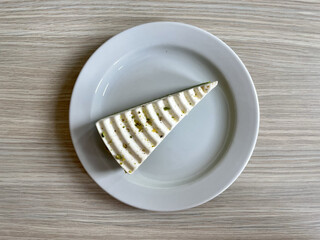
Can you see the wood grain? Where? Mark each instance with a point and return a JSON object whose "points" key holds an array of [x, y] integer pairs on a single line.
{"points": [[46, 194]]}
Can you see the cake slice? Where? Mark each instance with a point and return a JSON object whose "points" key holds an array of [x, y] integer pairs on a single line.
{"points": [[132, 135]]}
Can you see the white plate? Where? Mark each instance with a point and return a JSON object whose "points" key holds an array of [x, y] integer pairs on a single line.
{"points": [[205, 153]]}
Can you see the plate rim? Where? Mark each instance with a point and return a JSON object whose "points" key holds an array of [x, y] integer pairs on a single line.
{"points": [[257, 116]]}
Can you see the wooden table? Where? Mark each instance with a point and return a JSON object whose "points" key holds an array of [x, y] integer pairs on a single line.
******************************
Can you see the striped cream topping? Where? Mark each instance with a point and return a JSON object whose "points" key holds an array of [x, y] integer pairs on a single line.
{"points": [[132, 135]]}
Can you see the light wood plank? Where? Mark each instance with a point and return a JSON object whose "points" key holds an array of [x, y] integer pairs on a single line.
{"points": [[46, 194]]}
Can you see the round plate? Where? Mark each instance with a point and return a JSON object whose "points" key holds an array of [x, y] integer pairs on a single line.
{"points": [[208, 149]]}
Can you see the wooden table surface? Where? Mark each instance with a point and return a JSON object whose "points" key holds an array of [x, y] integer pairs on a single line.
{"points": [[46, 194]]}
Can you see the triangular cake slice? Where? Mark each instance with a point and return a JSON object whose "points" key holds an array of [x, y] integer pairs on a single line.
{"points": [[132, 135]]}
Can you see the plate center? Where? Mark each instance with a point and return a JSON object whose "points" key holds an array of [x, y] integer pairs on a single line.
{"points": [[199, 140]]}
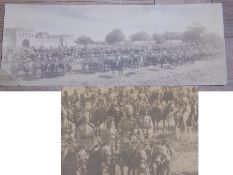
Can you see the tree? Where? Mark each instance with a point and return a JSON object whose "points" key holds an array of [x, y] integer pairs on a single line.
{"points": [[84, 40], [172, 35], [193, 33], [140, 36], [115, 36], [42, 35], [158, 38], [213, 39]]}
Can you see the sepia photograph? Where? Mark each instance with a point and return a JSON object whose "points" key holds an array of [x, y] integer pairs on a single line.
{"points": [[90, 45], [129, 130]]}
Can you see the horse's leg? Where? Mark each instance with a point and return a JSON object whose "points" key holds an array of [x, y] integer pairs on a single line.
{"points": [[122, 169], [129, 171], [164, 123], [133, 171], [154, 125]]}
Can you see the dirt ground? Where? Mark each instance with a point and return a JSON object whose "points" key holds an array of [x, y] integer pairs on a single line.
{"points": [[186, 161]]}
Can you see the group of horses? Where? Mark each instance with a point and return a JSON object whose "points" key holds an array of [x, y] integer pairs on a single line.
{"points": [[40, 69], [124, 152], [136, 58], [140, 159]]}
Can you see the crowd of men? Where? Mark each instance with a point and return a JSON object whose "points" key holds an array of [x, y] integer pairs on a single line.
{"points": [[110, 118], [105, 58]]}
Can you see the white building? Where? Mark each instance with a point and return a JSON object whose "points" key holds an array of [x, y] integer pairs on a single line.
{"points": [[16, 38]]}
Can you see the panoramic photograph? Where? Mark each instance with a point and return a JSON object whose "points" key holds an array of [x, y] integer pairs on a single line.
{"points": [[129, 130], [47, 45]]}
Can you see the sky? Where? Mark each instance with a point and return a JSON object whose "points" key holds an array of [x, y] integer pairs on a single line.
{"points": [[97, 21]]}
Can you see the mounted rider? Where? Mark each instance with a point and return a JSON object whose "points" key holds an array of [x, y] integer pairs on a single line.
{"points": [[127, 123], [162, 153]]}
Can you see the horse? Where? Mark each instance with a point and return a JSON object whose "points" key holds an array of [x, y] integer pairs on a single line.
******************************
*What is expected*: Within the listing above, locate the line containing "Can you see the dirt" and the line containing "Can you see the horse?". Reproduce those two lines and all lines between them exactly, with nothing added.

*Response for this exercise*:
Can you see the dirt ground? Where? Mark each instance with a point and return a JSON object whose "points" key holds an array of [x, y] integer pairs on a single line.
{"points": [[186, 161]]}
Can you see the group of horses? Where? Mark each instance with a point and return a JSON object whose "points" key holds an array of [x, y] integer pairs on a single line.
{"points": [[40, 69], [124, 152], [136, 58], [140, 159]]}
Can you see the crowd of men? Where? Mark each instance with a point and return a JSON object whose "points" key holds an array of [x, y] integer pairs on a single line.
{"points": [[110, 118], [105, 58]]}
Can you see the white building? Where? Mark each instance with a point and return a JSON object whose "points" key holds an array of [x, y] integer pairs on a single line.
{"points": [[16, 38]]}
Can you see the panoramic photograph? Where? Mark each instance with a point and return a JSON object whose "points" key holds an array of [x, y] integer pairs on a single line.
{"points": [[129, 130], [47, 45]]}
Can you see the sky? Where? Mark each instance with a point and return a JSON object whose "points" key holds an array of [x, y] integer pairs on a single line.
{"points": [[97, 21]]}
Can you see the mounted rider? Where? Mark each instance with a point and return a JSON object whose "points" key holds an array of [x, y] integer pairs on a single line.
{"points": [[127, 123], [162, 153]]}
Can you see the horse? Where? Mark each instance with a point and return a JSON object whose "points" key holds an array of [x, y] integer pairs on a single line.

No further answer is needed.